**What you need to do**
Go to the line containing "A note to the class: find the lion's ear" below; retype it and all following lines exactly, and leave out the pictures.
────
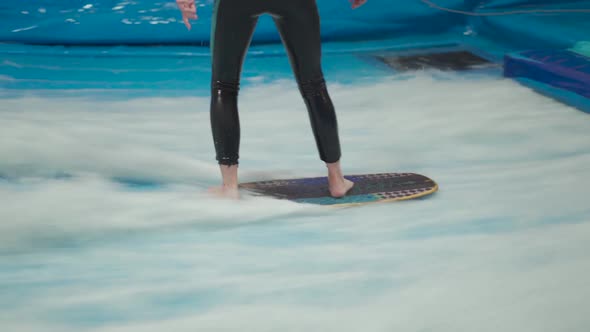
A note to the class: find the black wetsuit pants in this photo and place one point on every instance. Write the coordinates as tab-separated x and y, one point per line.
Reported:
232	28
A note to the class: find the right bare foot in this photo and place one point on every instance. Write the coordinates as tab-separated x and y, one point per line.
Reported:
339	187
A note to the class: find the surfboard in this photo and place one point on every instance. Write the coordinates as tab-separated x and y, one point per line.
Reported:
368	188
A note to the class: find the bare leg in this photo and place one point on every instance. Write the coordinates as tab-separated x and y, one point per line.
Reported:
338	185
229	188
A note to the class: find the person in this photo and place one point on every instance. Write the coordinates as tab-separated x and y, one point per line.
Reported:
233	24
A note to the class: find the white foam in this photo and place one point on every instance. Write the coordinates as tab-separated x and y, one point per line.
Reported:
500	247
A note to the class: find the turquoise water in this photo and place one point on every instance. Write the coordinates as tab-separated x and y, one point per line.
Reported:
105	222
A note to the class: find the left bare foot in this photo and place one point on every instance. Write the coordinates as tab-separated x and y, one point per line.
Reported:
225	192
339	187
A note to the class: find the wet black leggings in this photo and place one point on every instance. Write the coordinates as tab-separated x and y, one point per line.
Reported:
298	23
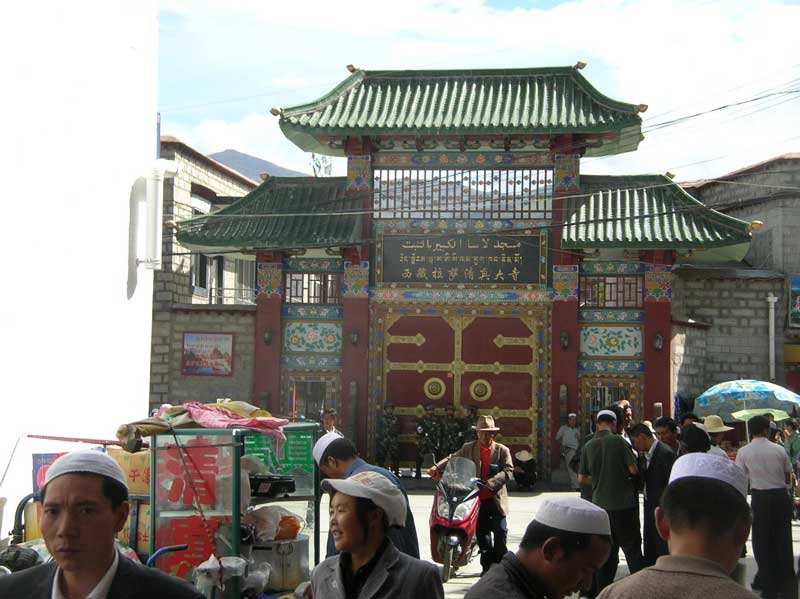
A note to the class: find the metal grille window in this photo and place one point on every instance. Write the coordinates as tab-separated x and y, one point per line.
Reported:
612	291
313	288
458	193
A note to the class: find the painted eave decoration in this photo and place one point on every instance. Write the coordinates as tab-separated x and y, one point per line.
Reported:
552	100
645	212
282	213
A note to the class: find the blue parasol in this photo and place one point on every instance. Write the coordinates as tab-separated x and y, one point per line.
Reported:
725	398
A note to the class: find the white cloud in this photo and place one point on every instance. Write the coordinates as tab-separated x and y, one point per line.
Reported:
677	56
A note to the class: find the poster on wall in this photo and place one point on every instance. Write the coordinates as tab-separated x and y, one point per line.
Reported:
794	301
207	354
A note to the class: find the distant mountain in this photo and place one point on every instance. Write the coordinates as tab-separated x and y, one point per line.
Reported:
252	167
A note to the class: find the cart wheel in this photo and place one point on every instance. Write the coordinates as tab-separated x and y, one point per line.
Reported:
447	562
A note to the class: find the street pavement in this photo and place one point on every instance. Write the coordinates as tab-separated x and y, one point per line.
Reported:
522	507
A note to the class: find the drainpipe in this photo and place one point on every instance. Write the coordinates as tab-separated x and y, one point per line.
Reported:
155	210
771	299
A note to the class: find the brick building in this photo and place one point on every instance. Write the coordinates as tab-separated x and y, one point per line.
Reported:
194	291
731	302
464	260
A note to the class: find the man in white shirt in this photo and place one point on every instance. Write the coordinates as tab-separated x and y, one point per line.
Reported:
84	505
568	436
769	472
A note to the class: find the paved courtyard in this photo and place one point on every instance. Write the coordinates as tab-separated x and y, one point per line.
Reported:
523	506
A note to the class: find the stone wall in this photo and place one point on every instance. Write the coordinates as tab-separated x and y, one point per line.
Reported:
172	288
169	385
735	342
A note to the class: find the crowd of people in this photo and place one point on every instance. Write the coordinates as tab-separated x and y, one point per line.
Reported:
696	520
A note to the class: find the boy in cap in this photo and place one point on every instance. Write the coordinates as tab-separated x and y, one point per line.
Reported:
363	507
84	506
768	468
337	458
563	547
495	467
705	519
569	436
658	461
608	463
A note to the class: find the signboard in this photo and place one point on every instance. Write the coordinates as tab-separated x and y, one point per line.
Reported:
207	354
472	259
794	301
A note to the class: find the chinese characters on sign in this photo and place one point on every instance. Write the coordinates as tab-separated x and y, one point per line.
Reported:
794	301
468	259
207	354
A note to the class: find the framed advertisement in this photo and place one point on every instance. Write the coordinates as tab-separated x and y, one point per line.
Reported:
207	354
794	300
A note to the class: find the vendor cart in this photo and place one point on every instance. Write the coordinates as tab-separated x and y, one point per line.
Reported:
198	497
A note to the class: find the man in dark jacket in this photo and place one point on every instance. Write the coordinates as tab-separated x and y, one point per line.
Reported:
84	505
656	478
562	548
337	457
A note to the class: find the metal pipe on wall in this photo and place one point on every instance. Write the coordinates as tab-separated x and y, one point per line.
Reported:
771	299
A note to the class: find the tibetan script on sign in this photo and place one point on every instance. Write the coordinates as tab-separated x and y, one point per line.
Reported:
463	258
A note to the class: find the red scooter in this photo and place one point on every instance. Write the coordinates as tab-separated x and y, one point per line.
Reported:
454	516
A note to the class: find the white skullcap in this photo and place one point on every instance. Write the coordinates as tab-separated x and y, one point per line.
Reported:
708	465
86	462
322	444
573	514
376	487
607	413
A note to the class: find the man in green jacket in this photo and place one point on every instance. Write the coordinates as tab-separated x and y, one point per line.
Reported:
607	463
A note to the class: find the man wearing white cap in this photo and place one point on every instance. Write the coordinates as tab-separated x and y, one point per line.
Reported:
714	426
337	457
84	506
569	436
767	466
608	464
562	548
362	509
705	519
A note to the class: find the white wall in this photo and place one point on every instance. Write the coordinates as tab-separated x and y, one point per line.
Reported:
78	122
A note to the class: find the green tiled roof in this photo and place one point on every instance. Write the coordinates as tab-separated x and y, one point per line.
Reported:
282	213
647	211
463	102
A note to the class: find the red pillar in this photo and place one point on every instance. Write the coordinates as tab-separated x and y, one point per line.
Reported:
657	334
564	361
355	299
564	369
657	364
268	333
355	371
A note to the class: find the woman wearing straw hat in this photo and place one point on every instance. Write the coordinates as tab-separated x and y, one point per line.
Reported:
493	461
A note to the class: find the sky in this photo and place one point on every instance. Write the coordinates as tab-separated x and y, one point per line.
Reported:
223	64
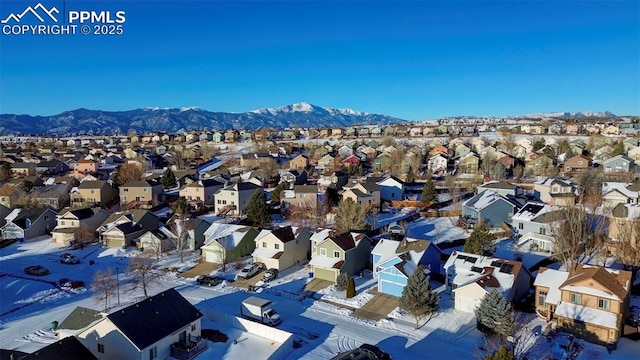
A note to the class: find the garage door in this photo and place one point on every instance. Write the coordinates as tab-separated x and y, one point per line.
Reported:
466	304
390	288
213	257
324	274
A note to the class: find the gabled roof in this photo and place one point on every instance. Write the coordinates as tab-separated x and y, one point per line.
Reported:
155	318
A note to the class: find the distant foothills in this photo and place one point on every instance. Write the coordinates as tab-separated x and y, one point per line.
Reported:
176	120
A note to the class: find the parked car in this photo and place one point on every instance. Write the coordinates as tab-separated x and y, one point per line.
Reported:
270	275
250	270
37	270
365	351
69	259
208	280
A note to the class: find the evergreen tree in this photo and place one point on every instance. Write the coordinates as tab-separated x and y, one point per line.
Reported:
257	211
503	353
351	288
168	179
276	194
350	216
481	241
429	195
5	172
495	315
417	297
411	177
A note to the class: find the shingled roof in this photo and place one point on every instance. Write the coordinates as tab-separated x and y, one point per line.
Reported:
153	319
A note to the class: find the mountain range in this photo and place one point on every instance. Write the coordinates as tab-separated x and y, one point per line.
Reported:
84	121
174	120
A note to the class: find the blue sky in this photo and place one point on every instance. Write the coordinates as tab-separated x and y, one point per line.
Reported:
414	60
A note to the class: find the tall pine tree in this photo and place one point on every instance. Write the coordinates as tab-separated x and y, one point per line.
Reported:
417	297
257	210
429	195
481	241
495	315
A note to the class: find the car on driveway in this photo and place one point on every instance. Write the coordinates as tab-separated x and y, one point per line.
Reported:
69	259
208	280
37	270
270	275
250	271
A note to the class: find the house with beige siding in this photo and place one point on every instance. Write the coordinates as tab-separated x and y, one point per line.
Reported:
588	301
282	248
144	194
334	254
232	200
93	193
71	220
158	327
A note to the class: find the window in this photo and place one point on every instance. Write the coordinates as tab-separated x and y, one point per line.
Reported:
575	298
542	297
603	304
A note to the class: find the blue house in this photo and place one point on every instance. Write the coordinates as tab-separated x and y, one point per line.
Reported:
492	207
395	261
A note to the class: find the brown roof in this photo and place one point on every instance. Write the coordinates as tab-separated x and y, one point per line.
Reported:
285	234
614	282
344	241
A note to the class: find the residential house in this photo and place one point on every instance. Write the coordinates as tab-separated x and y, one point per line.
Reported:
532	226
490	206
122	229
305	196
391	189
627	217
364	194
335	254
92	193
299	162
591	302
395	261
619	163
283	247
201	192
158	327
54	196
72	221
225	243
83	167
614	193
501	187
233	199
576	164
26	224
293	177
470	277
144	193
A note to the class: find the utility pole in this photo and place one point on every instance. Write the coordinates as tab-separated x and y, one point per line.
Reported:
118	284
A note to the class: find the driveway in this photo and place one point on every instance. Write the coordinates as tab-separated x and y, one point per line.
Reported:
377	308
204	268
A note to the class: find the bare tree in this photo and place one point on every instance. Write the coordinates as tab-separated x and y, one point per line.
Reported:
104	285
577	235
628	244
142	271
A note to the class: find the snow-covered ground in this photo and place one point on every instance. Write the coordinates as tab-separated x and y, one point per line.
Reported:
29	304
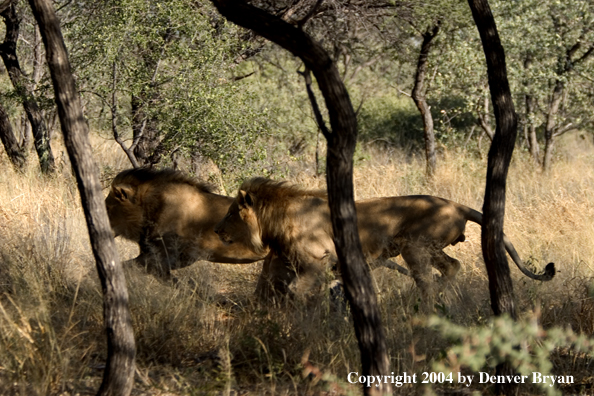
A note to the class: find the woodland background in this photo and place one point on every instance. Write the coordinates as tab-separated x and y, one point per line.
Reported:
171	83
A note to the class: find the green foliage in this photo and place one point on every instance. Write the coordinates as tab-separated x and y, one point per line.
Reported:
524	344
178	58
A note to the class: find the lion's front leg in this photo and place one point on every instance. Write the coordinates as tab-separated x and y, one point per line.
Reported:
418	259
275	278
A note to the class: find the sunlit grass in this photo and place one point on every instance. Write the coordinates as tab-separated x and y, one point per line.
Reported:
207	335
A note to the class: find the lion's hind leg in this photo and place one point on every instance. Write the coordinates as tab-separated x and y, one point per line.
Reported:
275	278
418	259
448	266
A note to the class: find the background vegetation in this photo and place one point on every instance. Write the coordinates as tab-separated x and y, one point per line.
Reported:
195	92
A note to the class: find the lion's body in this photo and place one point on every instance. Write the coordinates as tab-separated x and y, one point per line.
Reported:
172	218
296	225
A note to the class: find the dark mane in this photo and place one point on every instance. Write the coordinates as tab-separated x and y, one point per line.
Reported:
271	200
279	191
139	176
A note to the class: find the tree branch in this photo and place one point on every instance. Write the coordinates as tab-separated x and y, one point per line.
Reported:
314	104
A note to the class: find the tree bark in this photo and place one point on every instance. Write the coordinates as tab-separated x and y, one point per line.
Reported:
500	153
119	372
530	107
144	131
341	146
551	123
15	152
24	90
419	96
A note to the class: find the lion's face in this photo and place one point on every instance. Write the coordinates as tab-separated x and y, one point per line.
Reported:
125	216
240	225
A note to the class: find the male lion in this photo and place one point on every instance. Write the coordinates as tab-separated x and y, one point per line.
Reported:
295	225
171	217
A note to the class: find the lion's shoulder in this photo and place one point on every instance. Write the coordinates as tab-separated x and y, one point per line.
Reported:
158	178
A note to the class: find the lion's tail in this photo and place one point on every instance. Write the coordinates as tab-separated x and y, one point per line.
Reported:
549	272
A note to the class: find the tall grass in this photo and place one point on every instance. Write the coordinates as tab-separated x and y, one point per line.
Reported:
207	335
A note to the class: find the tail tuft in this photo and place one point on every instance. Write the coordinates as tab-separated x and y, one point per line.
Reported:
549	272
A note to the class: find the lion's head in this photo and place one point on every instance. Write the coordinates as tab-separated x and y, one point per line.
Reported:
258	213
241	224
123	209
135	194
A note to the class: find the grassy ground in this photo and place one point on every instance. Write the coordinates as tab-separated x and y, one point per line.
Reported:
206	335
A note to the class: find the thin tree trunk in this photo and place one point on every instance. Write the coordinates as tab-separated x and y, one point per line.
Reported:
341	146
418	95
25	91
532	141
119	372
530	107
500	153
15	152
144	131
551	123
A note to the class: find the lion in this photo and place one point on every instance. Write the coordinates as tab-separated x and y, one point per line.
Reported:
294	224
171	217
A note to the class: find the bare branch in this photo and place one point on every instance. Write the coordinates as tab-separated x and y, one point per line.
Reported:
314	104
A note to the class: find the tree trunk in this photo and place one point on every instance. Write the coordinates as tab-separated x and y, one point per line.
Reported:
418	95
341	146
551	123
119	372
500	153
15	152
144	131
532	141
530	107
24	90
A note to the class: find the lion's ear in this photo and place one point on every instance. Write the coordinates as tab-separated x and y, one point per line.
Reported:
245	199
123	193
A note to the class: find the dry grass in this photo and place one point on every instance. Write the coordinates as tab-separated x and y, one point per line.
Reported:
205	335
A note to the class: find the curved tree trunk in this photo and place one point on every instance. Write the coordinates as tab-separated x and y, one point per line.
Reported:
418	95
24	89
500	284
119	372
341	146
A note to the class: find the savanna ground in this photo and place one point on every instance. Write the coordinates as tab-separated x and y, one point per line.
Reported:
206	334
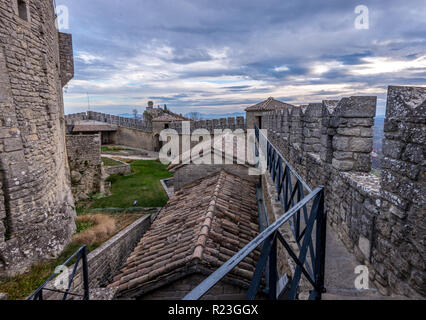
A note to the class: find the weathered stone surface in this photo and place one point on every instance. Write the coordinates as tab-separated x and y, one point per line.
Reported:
────
**Solution below**
A note to the class: find the lion's ear in this photo and place one point on every instance. Write the coordinates as tab-separated x and y, one point per line.
Reported:
245	199
123	193
A note to the class: find the dry grass in this photo and place one point on every instance. Write the coordinates as tab-separated x and y, one point per line.
Reported:
205	335
A note to the class: find the curved tree trunk in this photo and place one point on every instance. Write the coordinates as tab-separated x and y, one point per line.
Reported:
418	95
24	89
500	284
119	372
341	146
A note to the class: find the savanna ground in this photo and place one point on every instance. Write the coordinates as tab-separated x and y, one point per line.
Reported:
206	334
A note to the class: find the weathered stone surface in this photo and place one point on every instance. Write the coordinates as tab-separated x and y, one point per line.
Reported:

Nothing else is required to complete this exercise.